CONSIGNE ÉCRITE A: Reproduisez à l'identique les lignes des enregistrements ci-dessous, en commençant par celle qui contient « Could you spot the pink » et en allant jusqu'à la fin des enregistrements, ces deux limites comprises.

TEXTE EXTRAIT:
À l’intérieur du télescope avec Caroline Corbasson

Caroline Corbasson est une jeune artiste confirmée, finaliste du Prix Découverte 2016 des Amis du Palais de Tokyo – dont les résultats finaux seront connus le 4 janvier. Nous avions déjà parlé de son travail ici, et cette fois-ci, intrigués et curieux, nous sommes allés la rencontrer au ZA sous la Canopée des Halles. Nous avons parlé de ses nouveaux travaux, mais aussi collaborations, démocratisation et artisanat dans l’art aujourd’hui. Rencontre.

Stardust, 2016, Charbon sur papier, 150 x 210 cm Interplanetary dust viewed under electron microscope Courtesy the artist and Galerie Laurence Bernard
Stardust, 2016, charbon sur papier,
150 x 210 cm
Interplanetary dust viewed under electron microscope
Courtesy the artist and galerie Laurence Bernard

Manifesto XXI – Pour commencer, comment t’es-tu retrouvée à « faire de l’art » ?

Caroline Corbasson : Alors j’ai commencé à dessiner très petite. C’est une pratique qui m’a vraiment suivie, et c’est par le dessin finalement que j’ai été amenée vers les études d’art, tout simplement. Mais j’ai une passion parallèle, les sciences – qui à première vue peut paraître un peu paradoxale. C’est elle qui me nourrit le plus.

Comment en es-tu venue à te « spécialiser » dans l’espace ?

J’aime bien chercher ailleurs, en fait. Chercher ma matière première là où on l’attend le moins. Ce qui m’intéresse, c’est de sortir de ma zone de confort. Me confronter à un milieu scientifique – que finalement je ne connais pas puisque je n’ai pas fait d’études scientifiques – pour moi c’est fascinant : parce que j’ai tout à apprendre. Donc ça part d’une sorte de fascination un peu primitive qu’on a tous ; cette fascination-là est mon moteur et me pousse à explorer. C’est de ça que j’ai envie de parler dans mon travail.

On m’associe beaucoup à la science. C’est le sujet principal dans les interviews et les articles. Mais je ne vais pas non plus m’enfermer là-dedans. Je sens qu’il y a beaucoup de choses à y faire ; plus j’explore, et plus ça m’emmène vers des lieux auxquels je ne m’attendais pas. Je suis sur une belle lancée et j’ai envie d’aller loin dans cette voie, et chaque rencontre avec un scientifique m’y emmène.

ENTRÉES EXTRAITES:

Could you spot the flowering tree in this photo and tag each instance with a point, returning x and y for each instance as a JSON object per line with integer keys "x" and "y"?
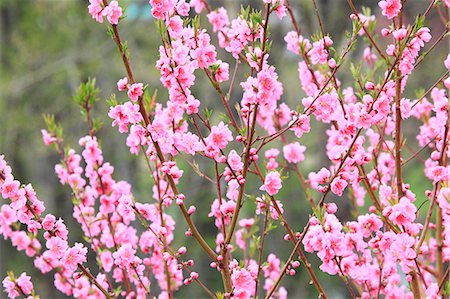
{"x": 385, "y": 251}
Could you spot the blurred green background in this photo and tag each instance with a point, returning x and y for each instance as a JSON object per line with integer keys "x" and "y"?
{"x": 49, "y": 47}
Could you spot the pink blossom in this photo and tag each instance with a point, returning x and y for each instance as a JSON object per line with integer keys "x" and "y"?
{"x": 113, "y": 12}
{"x": 390, "y": 8}
{"x": 124, "y": 256}
{"x": 24, "y": 283}
{"x": 47, "y": 138}
{"x": 219, "y": 19}
{"x": 235, "y": 161}
{"x": 135, "y": 91}
{"x": 403, "y": 213}
{"x": 95, "y": 10}
{"x": 122, "y": 84}
{"x": 10, "y": 287}
{"x": 74, "y": 256}
{"x": 272, "y": 183}
{"x": 293, "y": 152}
{"x": 220, "y": 136}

CONSIGNE ÉCRITE B: Transcrivez mot pour mot le passage de l'entretien avec Caroline Corbasson donné plus haut, en partant des mots « Manifesto XXI – Pour » et en vous arrêtant après « dans l’espace ? ».

RÉSULTAT FINAL A:
Could you spot the pink blossom in this photo and tag each instance with a point, returning x and y for each instance as a JSON object per line with integer keys "x" and "y"?
{"x": 113, "y": 12}
{"x": 390, "y": 8}
{"x": 124, "y": 256}
{"x": 24, "y": 283}
{"x": 47, "y": 138}
{"x": 219, "y": 19}
{"x": 235, "y": 161}
{"x": 135, "y": 91}
{"x": 403, "y": 213}
{"x": 95, "y": 10}
{"x": 122, "y": 84}
{"x": 10, "y": 287}
{"x": 74, "y": 256}
{"x": 272, "y": 183}
{"x": 293, "y": 152}
{"x": 220, "y": 136}

RÉSULTAT FINAL B:
Manifesto XXI – Pour commencer, comment t’es-tu retrouvée à « faire de l’art » ?

Caroline Corbasson : Alors j’ai commencé à dessiner très petite. C’est une pratique qui m’a vraiment suivie, et c’est par le dessin finalement que j’ai été amenée vers les études d’art, tout simplement. Mais j’ai une passion parallèle, les sciences – qui à première vue peut paraître un peu paradoxale. C’est elle qui me nourrit le plus.

Comment en es-tu venue à te « spécialiser » dans l’espace ?